Recast the listing below as a numbered list with one entry per line, and leave out any blank lines.

─── Record extracts

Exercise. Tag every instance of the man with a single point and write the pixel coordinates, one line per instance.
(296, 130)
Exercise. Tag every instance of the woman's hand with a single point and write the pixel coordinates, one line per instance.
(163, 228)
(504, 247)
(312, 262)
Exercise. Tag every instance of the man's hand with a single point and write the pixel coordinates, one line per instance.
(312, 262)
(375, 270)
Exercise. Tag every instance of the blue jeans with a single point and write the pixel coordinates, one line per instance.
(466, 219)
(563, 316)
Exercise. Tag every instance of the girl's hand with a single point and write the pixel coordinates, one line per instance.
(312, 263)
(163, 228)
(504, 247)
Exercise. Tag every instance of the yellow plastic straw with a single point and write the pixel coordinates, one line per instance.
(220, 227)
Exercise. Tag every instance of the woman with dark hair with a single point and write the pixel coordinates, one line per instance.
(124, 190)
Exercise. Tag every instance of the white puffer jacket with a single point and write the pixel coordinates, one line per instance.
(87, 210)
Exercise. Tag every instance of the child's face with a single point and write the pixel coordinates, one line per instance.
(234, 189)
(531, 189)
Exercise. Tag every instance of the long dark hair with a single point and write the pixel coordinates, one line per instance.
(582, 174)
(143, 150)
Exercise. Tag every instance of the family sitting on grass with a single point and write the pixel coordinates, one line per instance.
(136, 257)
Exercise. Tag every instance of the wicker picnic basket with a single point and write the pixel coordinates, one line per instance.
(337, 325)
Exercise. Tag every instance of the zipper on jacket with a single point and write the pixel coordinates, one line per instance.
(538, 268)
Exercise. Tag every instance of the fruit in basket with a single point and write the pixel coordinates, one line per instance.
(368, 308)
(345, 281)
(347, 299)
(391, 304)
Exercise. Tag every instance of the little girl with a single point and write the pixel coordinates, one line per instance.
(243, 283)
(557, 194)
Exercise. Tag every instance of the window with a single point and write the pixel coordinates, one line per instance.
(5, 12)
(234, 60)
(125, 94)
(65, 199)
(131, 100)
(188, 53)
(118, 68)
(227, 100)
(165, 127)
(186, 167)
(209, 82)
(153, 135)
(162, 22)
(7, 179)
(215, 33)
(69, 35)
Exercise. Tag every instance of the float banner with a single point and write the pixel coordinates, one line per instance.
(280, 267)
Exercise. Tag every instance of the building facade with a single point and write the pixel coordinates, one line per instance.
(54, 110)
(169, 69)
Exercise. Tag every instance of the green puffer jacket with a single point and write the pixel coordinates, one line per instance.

──────

### [Exercise solution]
1. Exercise. Tag every instance of the man with a single point and write the pixel coordinates, one line per instance.
2. (296, 130)
3. Exercise. Tag every instance of the woman's hand with a single point and write the pixel coordinates, one line per instance.
4. (163, 228)
5. (504, 247)
6. (312, 262)
7. Exercise. Tag every instance of the man's hand with a single point and write the pixel coordinates, one line per instance.
8. (312, 262)
9. (375, 270)
10. Exercise. Tag every instance of the blue jeans with a single point and write the pixel coordinates, one line per instance.
11. (466, 219)
12. (563, 316)
13. Exercise. Tag every instance of the girl's hand with a single point and write the pixel coordinates, one line per instance.
14. (312, 263)
15. (163, 228)
16. (504, 247)
17. Exercise. Tag every instance of the yellow plastic straw with a single point and write the pixel coordinates, one line per instance.
18. (220, 227)
19. Exercise. Tag every instance of the woman with dark hair with a single point and write the pixel coordinates, one line per instance.
20. (124, 190)
21. Exercise. Tag every instance of the white puffer jacket with a single point and write the pixel coordinates, one line per instance.
22. (87, 210)
23. Exercise. Tag every instance of the child's face with a single point and write the pixel coordinates, one line per instance.
24. (234, 189)
25. (531, 189)
26. Exercise. Tag every instance of the long dark hair with a single point and write the pixel coordinates, one line per instance.
27. (582, 174)
28. (143, 150)
29. Exercise. Tag every instance of the family sitting on grass with a single point and write the pixel coordinates, one line per instance.
30. (136, 257)
31. Exercise. Tag every instance of the wicker picnic basket with a single point and write the pixel coordinates, one line per instance.
32. (337, 325)
33. Exercise. Tag every instance of the zipper on jacket with a single point and write the pixel coordinates, one line per instance.
34. (538, 268)
35. Exercise. Tag every instance of the fruit in basket with a single point and write the pixel coordinates, one line per instance.
36. (368, 308)
37. (345, 281)
38. (347, 299)
39. (391, 304)
40. Exercise. Tag every instance of the little girl with a single point and write the pixel coordinates, one line per instance.
41. (243, 283)
42. (557, 194)
43. Exercise. Tag every instance of the window with a single point and write the pixel coordinates, one line per instance.
44. (5, 12)
45. (234, 60)
46. (125, 94)
47. (65, 199)
48. (131, 100)
49. (188, 53)
50. (118, 68)
51. (227, 100)
52. (165, 127)
53. (186, 167)
54. (209, 82)
55. (153, 135)
56. (162, 22)
57. (7, 179)
58. (215, 33)
59. (69, 35)
60. Exercise. Tag every instance of the float banner with a single point and write the pixel coordinates, one line per instance.
61. (280, 267)
62. Exercise. Tag every instance of the building facade with a single point and write the pixel coordinates, one line per instance.
63. (54, 110)
64. (169, 69)
65. Exercise. Tag every instance of the green puffer jacket with a single point and write the pixel coordinates, one line per instance.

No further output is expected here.